_Text_
--------

1.1 Clone the Repository

git clone https://github.com/yfzhang114/Thyme.git
cd Thyme

1.2 Environment Setup & Dependency Installation

We recommend creating a Conda environment for isolation and installing dependencies as follows:

conda create -n Thyme python=3.10 -y
conda activate Thyme

pip install -e .
pip install "sglang[all]" -U
pip install "vllm>=0.5.1" "transformers<4.55" "trl<0.21" -U
pip install "lmdeploy>=0.5,<0.9" -U --no-deps
pip install autoawq -U --no-deps
pip install auto_gptq optimum bitsandbytes "gradio<5.33" -U
pip install git+https://github.com/modelscope/ms-swift.git
pip install timm -U
pip install "deepspeed<0.17" -U
pip install qwen_vl_utils qwen_omni_utils decord librosa icecream soundfile -U
pip install liger_kernel nvitop pre-commit math_verify py-spy -U
pip install wandb

pip install flash-attn --no-build-isolation --use-pep517


2. Data Preparation

2.1 Download Dataset

Obtain the training data from the HuggingFace Dataset Page. The SFT dataset consists of three splits:

  • wo_thinking_thyme_single_round: Single-turn image operation data
  • 2round: Multi-turn dialogue data
  • computation: Annealing data used for computational tasks

Each sample’s image field is a list containing the original and processed images.

2.2 Process Images and Update Paths

Before training, ensure all referenced images are downloaded and saved locally. Update the dataset files (e.g., .jsonl) by replacing image URLs or remote paths with local absolute paths, for example:

"image": [
  "/path/to/original_images/0904.0709_0.jpg",
  "/path/to/processed_images/0904.0709_0_6349.jpg"
]
#!/usr/bin/env python3
import os, json, base64
from pathlib import Path
from concurrent.futures import ThreadPoolExecutor, as_completed
from datasets import load_dataset
from tqdm import tqdm
import io
from PIL import Image

HF_DATA_DIR = "./data/Thyme-SFT"
ROOT_OUT    = Path("Thyme_sft_data")
IMG_ROOT    = './data/Thyme_sft_data/img'
JSONL_ROOT  = ROOT_OUT / "jsonl"
SPLITS      = ["wo_thinking_thyme_single_round", "2round", "computation"] #,  
MAX_WORKERS = os.cpu_count()      # Can be adjusted based on machine specs

# IMG_ROOT.mkdir(parents=True, exist_ok=True)

--------

_Directions for this task_
Turn the paragraph in the setup guide that begins "Before training, ensure all referenced images" into a short list of steps.

--------

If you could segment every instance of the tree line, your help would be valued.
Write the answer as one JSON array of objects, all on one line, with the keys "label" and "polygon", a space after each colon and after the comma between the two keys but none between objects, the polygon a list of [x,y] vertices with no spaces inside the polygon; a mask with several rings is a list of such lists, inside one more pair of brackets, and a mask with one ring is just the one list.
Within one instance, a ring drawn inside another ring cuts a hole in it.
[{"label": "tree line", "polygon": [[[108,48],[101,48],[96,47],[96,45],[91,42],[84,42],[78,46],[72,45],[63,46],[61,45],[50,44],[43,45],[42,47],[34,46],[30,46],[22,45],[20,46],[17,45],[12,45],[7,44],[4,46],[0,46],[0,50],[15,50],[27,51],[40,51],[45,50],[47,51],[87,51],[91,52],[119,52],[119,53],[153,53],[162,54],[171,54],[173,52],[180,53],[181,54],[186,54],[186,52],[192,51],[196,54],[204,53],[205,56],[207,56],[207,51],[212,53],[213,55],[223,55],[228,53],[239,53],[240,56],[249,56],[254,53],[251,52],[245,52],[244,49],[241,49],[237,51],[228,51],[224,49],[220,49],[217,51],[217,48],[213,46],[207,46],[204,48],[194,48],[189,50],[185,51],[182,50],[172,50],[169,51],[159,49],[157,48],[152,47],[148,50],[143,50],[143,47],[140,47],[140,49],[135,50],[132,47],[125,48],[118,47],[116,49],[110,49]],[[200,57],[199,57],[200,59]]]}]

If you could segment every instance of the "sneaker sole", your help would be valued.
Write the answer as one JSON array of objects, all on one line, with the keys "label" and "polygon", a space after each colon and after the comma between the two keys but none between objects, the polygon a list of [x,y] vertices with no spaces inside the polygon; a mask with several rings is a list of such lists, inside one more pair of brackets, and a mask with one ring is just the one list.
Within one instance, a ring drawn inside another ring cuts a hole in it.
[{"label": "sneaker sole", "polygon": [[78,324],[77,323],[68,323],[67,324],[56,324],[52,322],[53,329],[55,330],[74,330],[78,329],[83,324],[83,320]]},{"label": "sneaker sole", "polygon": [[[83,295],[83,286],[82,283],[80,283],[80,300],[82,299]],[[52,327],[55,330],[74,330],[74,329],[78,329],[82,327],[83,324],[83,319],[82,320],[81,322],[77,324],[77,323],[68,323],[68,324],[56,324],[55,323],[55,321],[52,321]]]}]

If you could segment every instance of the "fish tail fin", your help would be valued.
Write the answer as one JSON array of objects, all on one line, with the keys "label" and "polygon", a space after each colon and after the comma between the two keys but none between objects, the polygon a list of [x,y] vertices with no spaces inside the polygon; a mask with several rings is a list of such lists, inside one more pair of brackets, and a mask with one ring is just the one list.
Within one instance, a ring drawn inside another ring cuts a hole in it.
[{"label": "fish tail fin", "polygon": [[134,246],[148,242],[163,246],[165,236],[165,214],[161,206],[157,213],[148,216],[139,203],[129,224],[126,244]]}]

--------

_Task result_
Before training:
- Download every referenced image and save it locally.
- In the dataset files (such as .jsonl), replace image URLs or remote paths with local absolute paths.